# Records shown start

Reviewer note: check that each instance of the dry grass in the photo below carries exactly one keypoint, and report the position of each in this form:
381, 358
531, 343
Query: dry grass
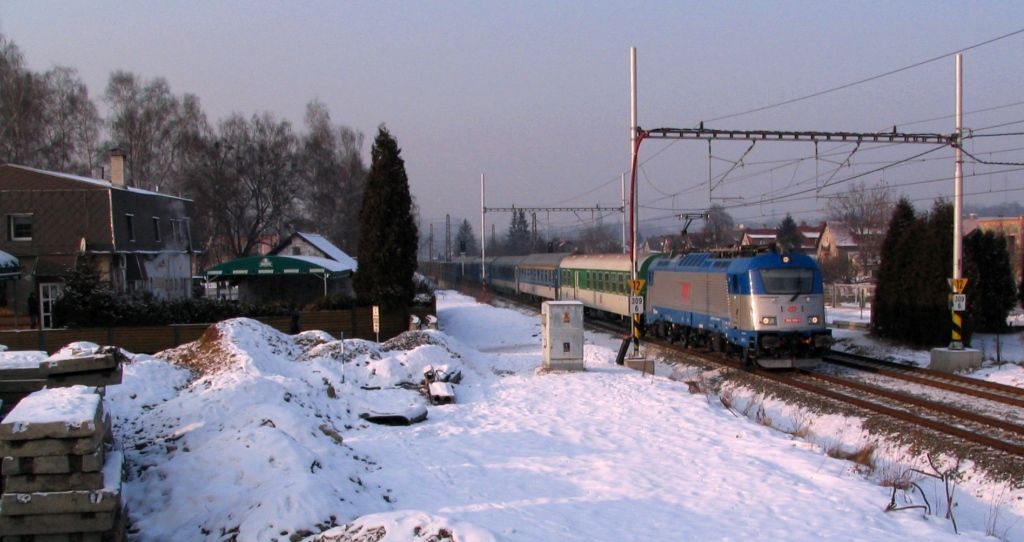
763, 418
802, 424
727, 399
862, 456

# Records shown end

What is required
Output the lines above again, swapping every occurrence of "dry grass" for "withered grass" and keeping everything else unchanged. Leave the pictures out.

Exercise output
Reviewer note: check that each instance of the withered grass in the photo below carries exactly one keypoint, and report the position of each in this form:
381, 358
531, 343
Query: withered grass
763, 418
802, 424
727, 399
862, 456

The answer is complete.